The Impact of Empathy Display in Language of Conversational AI: A Controlled Experiment with a Legal Chatbo

Hilton Hawaiian Village, Honolulu, Hawaii

The rise of ChatGPT has revealed the potential of chatbots and other conversational AI tools to assist humans in fields such as law and healthcare, where the best human experts can engage in empathetic conversations. The belief is that if chatbots can connect with humans on a social and emotional level, they can reduce the cognitive effort required by humans to solve their problems, while increasing user satisfaction and trust. Although existing research has shown that empathy is crucial for designing human-AI conversations and their outcomes (effort, helpfulness, trust), it fails to separate the impact of empathy in language display from the AI’s underlying ”cognitive” abilities, like logical reasoning. To address this gap, this research aims to develop and empirically test a theory of empathy in the language displayed by conversational AI, explaining the relational outcomes of human-AI conversations in terms of cognitive effort, helpfulness, and trustworthiness. Using this theory, a chatbot is designed using syntactic and rhetorical linguistic elements that evoke empathy when providing legal services to tenants renting property. Through a randomized controlled experiment with a 2 by 3 factorial design, the effects of this empathetic chatbot on three relational outcomes in human-AI conversations are examined and compared to a non-empathetic chatbot that maintains the same logic. A baseline model utilizing non-conversational access to legal services via frequently asked questions (”FAQs”) is also implemented, and the subjects’ emotional state (anger) is manipulated as a moderating factor. The study involves 277 participants randomly assigned to one of six groups. The findings demonstrate the significance of both main and interaction effects on trustworthiness, usefulness, and cognitive effort. The results indicate that subtle changes in language syntax and style can have substantial implications for the outcomes of human-AI conversations. These findings contribute to the growing literature on conversational AI and have practical implications for the design of conversational and generative AI.

[Point-per-instance localization data]

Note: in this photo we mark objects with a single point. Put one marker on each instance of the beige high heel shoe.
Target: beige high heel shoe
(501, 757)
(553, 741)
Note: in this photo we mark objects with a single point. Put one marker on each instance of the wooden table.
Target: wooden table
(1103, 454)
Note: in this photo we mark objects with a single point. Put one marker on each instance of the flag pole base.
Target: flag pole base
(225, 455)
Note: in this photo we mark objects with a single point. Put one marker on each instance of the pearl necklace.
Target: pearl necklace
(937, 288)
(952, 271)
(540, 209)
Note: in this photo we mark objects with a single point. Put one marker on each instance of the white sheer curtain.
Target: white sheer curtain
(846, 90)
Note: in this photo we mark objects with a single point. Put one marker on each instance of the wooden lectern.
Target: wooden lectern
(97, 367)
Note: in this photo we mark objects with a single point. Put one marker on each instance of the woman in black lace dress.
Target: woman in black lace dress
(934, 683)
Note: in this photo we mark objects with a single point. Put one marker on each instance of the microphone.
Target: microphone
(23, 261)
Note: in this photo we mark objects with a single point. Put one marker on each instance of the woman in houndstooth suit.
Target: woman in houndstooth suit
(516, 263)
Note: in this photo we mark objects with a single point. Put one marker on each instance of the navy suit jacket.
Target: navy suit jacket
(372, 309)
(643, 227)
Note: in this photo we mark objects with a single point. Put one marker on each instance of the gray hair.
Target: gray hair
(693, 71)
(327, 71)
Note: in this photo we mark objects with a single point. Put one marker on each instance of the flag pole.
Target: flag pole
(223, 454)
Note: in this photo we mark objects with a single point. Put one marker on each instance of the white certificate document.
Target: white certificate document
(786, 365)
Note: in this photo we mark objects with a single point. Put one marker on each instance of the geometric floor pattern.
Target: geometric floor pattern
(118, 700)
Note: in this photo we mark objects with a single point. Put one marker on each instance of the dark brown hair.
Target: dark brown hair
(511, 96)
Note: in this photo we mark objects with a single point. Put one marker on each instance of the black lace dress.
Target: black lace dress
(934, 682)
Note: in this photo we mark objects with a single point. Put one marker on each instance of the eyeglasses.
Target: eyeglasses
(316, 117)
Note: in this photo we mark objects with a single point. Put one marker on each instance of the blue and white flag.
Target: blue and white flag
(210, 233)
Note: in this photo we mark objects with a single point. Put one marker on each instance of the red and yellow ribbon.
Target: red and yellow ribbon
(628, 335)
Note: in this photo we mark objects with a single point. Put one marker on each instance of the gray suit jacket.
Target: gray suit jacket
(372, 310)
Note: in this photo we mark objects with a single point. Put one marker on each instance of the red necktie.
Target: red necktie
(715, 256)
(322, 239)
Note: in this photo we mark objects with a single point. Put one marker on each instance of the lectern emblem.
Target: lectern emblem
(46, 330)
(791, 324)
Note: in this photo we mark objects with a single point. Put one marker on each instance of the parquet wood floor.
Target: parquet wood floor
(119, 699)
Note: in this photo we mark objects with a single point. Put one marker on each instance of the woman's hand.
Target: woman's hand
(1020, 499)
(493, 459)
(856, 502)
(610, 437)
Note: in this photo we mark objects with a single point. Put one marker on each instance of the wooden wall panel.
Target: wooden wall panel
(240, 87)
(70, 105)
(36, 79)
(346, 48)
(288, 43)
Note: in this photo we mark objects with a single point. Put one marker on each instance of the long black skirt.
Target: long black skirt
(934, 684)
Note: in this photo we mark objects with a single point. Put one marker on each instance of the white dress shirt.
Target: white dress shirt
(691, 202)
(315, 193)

● Work instruction:
In the abstract on empathy in a legal chatbot, which relational outcomes does the proposed theory explain human-AI conversations "in terms of"?

● Result:
Cognitive effort, helpfulness, and trustworthiness.